§ **Excerpt to read**

Possible bug in nmethod reloc verification/scanning in G1

Thu Nov 21 13:34:41 UTC 2013

Hi,

On Thu, 2013-11-21 at 12:40 +0100, Christos Kotselidis wrote:
> Hi,
>
> I came across the following scenario, I already discussed with Thomas
>  Schatzl, that I would like to share with you.
> There is a method:
>
> private static final HotSpotGraalRuntime instance = new HotSpotGraalRuntime();
>
> public static HotSpotGraalRuntime runtime() {
>         return instance;
>}

> The instance field is a constant oop in the code and the method is
> installed.
> At some stage there is a GC with post verification
> (including G1VerifyHeapRegionCodeRoots) that passes. 
> Before the next GC cycle and during the mutation cycle, another method
> is being installed which causes the eviction of our method.
> Consequently our method is being made not_entrant and it is being
> patched with a jmp instruction at its verified entry point
> (nmethod.cpp::make_not_entrant_or_zombie). The patching causes the oop
> to be overwritten by the jmp instruction. Furthermore, that oop was
> the only oop that was responsible for attaching this method to its
> correspondent HeapRegion.
> 
> The next GC cycle (Pre-verification) comes and the HeapRegionCodeRoot
> verification starts (nmethod.cpp::oops_do). There is a logic there
> (which I also believe it may be buggy as I will explain later) that
> checks whether the method is not_entrant. If the method is not_entrant
> then the logic correctly assumes that the method has been already been
> patched and therefore starts scanning the relocs of the method in +5
> bytes (for x86)/+4 bytes (for SPARC) (as the comment states). This
> results in not scanning the single oop that was attaching this
> specific method to its heap region. The verification then correctly
> asserts by saying that "there is a method attached to this specific
> heap region with no oops pointing into it".

Thanks for finding this - I already filed a bug for that
(https://bugs.openjdk.java.net/browse/JDK-8028736). Please check if it
matches your investigation.
> 
> Concerning the second bug in the method::oops_do logic, here is the
> code for manipulating the reloc starting address after a method has
> been patched:

> // If the method is not entrant or zombie then a JMP is plastered over
>// the
> // first few bytes.  If an oop in the old code was there, that oop
> // should not get GC'd.  Skip the first few bytes of oops on
> // not-entrant methods.
>   address low_boundary = verified_entry_point();
>   if (is_not_entrant()) {
>     low_boundary += NativeJump::instruction_size;
>     // %%% Note:  On SPARC we patch only a 4-byte trap, not a full
> NativeJump.
>     // (See comment above.)
>   }
>
> The code above accounts only for the "is not entrant" scenario and not
> with the "is zombie" scenario. 

nmethod::do_oops will not be called for zombie methods in the default
case, so it does not matter. I.e. the default overload of
oops_do(Closure* cl, bool zombie) is oops_do(cl, false);

Also the first assert in oops_do() checks.

> I hope I got the story right…what do you think?

Yes, thanks for finding this issue (and keep investigating it).

Thomas

§ **Complete the following**
1. In the G1 bug thread, what is the default overload of oops_do(Closure* cl, bool zombie)?
2. From the G1 bug thread, extract the passage that begins at the words "nmethod::do_oops will not" and stops after "in oops_do() checks.".

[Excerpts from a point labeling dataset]
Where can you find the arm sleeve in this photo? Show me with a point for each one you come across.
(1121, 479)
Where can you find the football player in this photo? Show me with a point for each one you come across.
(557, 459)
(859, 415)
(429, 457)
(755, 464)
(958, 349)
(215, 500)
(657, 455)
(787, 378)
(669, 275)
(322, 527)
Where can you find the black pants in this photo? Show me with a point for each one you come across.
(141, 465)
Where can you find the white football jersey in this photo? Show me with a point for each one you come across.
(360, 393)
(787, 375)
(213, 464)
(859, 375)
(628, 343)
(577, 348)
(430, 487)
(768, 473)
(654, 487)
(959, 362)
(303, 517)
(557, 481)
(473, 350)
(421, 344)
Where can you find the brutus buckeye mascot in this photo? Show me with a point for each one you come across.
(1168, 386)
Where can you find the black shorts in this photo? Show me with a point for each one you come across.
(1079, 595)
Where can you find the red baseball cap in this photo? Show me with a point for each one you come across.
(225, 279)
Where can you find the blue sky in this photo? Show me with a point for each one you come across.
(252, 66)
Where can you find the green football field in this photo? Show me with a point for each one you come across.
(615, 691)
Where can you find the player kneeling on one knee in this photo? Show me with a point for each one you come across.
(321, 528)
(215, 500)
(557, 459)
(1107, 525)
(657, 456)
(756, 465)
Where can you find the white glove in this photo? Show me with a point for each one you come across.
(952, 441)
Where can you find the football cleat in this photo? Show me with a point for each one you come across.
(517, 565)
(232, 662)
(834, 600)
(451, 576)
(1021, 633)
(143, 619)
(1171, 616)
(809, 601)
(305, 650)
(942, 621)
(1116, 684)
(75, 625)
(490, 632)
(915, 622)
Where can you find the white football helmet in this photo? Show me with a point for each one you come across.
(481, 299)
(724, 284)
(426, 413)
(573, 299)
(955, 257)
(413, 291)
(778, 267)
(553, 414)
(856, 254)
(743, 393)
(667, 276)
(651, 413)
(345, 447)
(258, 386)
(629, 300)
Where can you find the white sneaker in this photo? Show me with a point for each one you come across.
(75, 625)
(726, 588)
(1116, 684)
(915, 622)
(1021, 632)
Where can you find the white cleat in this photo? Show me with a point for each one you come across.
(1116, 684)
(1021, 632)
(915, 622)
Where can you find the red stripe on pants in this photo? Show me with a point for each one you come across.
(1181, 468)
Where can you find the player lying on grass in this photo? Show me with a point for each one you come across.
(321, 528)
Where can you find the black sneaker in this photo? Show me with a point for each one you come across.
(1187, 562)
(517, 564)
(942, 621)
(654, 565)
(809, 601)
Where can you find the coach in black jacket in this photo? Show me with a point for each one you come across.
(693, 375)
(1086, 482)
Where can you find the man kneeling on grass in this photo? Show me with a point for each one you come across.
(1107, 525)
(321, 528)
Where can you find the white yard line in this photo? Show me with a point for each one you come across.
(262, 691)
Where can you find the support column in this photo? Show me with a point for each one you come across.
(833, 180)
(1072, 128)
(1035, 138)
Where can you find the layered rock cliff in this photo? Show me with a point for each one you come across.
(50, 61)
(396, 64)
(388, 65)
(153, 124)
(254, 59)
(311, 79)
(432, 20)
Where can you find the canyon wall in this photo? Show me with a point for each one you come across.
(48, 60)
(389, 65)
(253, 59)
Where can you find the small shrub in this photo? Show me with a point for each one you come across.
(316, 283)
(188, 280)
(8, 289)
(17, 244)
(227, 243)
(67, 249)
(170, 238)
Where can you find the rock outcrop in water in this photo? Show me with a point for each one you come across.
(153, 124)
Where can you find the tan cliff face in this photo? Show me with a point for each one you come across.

§ **In response**
1. oops_do(cl, false)

2.
nmethod::do_oops will not be called for zombie methods in the default
case, so it does not matter. I.e. the default overload of
oops_do(Closure* cl, bool zombie) is oops_do(cl, false);

Also the first assert in oops_do() checks.